Instructions to follow
Copy out every line of the data below word for word, changing nothing.

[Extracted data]
--------------------------------------------------

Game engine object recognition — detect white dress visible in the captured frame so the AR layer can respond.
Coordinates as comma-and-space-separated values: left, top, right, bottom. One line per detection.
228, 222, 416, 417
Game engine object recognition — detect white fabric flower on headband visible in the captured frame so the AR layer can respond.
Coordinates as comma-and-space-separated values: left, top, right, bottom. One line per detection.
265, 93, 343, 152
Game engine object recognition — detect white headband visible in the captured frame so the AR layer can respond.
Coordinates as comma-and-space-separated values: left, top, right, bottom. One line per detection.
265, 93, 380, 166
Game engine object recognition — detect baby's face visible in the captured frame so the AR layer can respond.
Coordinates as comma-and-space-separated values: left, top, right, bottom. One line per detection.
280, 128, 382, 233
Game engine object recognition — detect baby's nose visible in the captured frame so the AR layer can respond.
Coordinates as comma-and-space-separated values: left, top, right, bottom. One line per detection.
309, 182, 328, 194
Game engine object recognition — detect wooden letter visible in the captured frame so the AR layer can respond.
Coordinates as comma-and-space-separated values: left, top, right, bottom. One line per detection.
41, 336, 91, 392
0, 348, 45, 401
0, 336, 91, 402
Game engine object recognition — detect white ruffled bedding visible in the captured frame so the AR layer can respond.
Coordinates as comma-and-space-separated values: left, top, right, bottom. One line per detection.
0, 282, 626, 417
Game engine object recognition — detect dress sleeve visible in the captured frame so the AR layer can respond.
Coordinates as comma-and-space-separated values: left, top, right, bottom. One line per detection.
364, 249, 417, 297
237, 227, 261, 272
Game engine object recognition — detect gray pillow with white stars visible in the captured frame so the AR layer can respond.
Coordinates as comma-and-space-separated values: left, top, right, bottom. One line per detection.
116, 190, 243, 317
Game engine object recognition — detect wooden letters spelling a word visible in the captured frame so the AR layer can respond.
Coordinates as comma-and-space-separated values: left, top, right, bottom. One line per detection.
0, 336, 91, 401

--------------------------------------------------

Response to the task
Game engine object recognition — detect white dress visible in the captured frame so the AR layer can respond.
Coordinates as comma-and-space-separated values: left, top, right, bottom. One line per detection.
228, 222, 416, 417
Game engine object recognition — detect white fabric flower on headband visible in the captured frame so the AR layer can respond.
Coordinates as comma-and-space-separated values: left, top, right, bottom. One line per detection.
265, 93, 343, 152
Game engine object recognition — detect white headband visible in the captured frame so the AR layer can respond.
Coordinates as comma-and-space-separated values: left, top, right, bottom. One line per detection.
265, 93, 380, 166
Game engine object recognition — detect baby's face visible in the captured frame so the AR layer can respond.
Coordinates as comma-and-space-separated values: left, top, right, bottom. One line per detection.
280, 128, 382, 233
Game engine object recognition — detect baby's nose visible in the captured frame so the AR layer can respond.
Coordinates as comma-and-space-separated values: left, top, right, bottom. One line per detection.
309, 182, 328, 194
Game engine object recognition — detect wooden letter visible in the captured frame so the AR layer can respond.
Coordinates as comma-and-space-separated values: left, top, right, bottom. One line per detection.
41, 336, 91, 392
0, 348, 45, 401
0, 336, 91, 402
Game engine object recognition — detect white ruffled bedding visible in the captured frame so the AR layer can respond.
Coordinates as comma-and-space-separated values: left, top, right, bottom. One line per detection.
0, 282, 626, 417
Game engine object recognition — detect dress sleeve visible in the captured frame so the AR layer can respond.
Coordinates as comma-and-space-separated values: left, top, right, bottom. One line per detection.
364, 249, 417, 297
237, 227, 261, 272
Game engine object recognition — detect gray pillow with white stars visible in the captured frame so the AR layer can respond.
Coordinates as comma-and-space-separated values: left, top, right, bottom. One line per detection.
116, 190, 243, 317
Game engine object recognition — detect wooden letters spelling a word visible in the captured frame so the AR layer can respond.
Coordinates as comma-and-space-separated values: left, top, right, bottom. One line per detection.
0, 336, 91, 401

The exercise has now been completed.